**Passage**
= Beginning of Section =

For comparison of reassortment frequencies between different reassortant and/or non-reassortant clades, we used z-test. However, z-test could not be used on clades that consisted of very few genomes and where this frequency was 0. Thus, we performed a chi-squared test comparing the number of observed reassortment events to the number of expected reassortment events given the previously estimated reassortment frequency of 3.35%.

Adjustment for sampling bias towards North America, where approximately half of the genomes originated, was made by randomly subsampling the North American dataset 10 times such that each of the 10 data subsets contained 300 genomes each from this region. The full dataset (N = 2091) was stripped from all North American genomes, and this reduced set was added to the 10 North American random subsets. The frequency of reassortment events and the fraction of the reassortant genomes were calculated for each of the subsets as described above.

Timing of reassortment events

Bayesian Evolutionary Analysis Sampling Trees (BEAST v1.8) [50] was used to estimate the time of formation of the 16 reassortant lineages/clades. Because of the size of the full dataset, which was too large for timely analyses with BEAST, three smaller datasets were constructed that included all reassortant genomes belonging to the groups/clades of interest and 200 randomly sampled sequences from the rest of the data. The 5 genomes sampled between 1977 and 1987 were also included. The first dataset (BEASTA) consisted of 359 sequences from the reassortant clade X and 200 randomly sampled sequences (N = 559), the second dataset (BEASTE) included 183 sequences from the reassortant clades II, III, XI, and XII and 200 randomly sampled sequences (N = 388), and the third dataset (BEASTF) had 216 sequences from the reassortant clades I, IV, V, VI, VII, VIII, IX, XIII, XIV, XV, and XVI and 200 randomly sampled sequences (N = 421). All 8 segments from the three smaller datasets were analyzed. The Markov Chain Monte Carlo (MCMC) chains were run for 500 million generations, sampling every 50,000, with a strict clock and Bayesian skyride with Gaussian Markov Random Field (GMRF) smoothing prior. Models of nucleotide evolution were used as estimated by jModelTest v2.1.7. In cases where the resulting evolutionarily stable strategy (ESS) values were low (<200), we preformed three separate MCMC runs and combined the results. In three instances, the strict clock had to be replaced by an exponential or lognormal one to achieve convergence. All the XML files (without sequence data due to GISAID restriction of data sharing) and a table of seeds for each run are available in Additional file 5. The time of creation of a certain reassortant was determined by the time of the most recent common ancestor (TMRCA) of its youngest segment, i.e., the segment with the most recent genetic sweep [18]. The segment TMRCA differences of a lineage were also used to confirm the reassortant nature of that lineage. In addition, the three BEAST datasets described above were used for (1) confirmation and reassortment pattern determination of the reassortant lineages by assigning lineage-specific discrete traits to the genomes comprising these lineages [10] and (2) phylogeographic analyses where discrete traits were represented by the region of sampling of a genome. However, these datasets proved too big for confident and timely discrete trait analyses and provided only fragmented information.

= End of Section =

**Records provided**
= Beginning of Section =

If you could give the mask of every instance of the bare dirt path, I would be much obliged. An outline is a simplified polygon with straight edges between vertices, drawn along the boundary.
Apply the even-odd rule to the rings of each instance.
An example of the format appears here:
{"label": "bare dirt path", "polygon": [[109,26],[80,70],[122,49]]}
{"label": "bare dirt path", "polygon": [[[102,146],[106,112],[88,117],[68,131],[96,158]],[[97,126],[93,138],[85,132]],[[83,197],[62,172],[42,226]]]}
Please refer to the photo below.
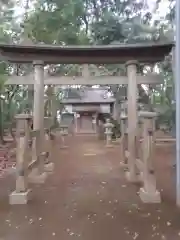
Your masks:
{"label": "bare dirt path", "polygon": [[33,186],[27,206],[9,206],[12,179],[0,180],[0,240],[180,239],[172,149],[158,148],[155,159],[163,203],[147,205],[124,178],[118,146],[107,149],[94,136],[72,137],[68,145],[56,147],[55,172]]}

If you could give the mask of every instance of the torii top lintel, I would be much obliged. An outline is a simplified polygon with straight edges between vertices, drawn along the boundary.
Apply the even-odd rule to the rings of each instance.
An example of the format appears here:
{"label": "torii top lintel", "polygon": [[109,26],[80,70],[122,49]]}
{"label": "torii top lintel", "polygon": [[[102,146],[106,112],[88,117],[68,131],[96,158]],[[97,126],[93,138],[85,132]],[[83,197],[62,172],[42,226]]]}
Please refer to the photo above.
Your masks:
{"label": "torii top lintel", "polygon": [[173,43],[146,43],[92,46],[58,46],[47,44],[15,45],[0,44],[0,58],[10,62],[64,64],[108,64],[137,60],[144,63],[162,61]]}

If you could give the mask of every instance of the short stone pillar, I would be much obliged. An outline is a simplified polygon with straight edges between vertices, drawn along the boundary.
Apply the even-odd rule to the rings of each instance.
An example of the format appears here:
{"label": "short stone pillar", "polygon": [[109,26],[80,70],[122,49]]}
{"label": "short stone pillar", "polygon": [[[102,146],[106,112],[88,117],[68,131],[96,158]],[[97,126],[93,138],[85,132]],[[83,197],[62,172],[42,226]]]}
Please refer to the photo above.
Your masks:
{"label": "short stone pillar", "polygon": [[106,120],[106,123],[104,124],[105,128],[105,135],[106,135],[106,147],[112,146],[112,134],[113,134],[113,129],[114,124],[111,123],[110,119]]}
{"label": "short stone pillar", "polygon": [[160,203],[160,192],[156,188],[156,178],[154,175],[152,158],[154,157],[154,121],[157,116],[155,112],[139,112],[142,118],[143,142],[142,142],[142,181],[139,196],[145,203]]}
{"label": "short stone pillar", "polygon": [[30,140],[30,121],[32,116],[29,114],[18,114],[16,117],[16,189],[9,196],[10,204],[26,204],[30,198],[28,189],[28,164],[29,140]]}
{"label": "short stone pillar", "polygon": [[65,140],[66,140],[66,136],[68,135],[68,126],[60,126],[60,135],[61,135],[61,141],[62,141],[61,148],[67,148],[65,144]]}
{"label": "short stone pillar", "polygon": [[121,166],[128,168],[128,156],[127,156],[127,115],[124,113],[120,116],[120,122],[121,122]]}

= End of Section =
= Beginning of Section =

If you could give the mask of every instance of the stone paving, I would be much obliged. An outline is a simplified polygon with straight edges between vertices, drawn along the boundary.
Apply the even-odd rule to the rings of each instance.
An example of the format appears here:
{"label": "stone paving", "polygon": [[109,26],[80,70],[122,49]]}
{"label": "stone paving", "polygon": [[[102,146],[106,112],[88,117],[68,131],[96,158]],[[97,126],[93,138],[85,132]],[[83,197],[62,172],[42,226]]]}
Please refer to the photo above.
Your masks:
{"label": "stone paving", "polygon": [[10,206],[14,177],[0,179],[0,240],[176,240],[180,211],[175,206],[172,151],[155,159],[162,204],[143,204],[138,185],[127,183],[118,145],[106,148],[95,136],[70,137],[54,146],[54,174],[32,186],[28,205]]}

= End of Section =

**Task instructions**
Rewrite the part of the reassortment methods text that begins with "For comparison of" and ends with "frequency of 3.35%.", putting "Z-test" in place of "z-test".

**Task output**
For comparison of reassortment frequencies between different reassortant and/or non-reassortant clades, we used Z-test. However, Z-test could not be used on clades that consisted of very few genomes and where this frequency was 0. Thus, we performed a chi-squared test comparing the number of observed reassortment events to the number of expected reassortment events given the previously estimated reassortment frequency of 3.35%.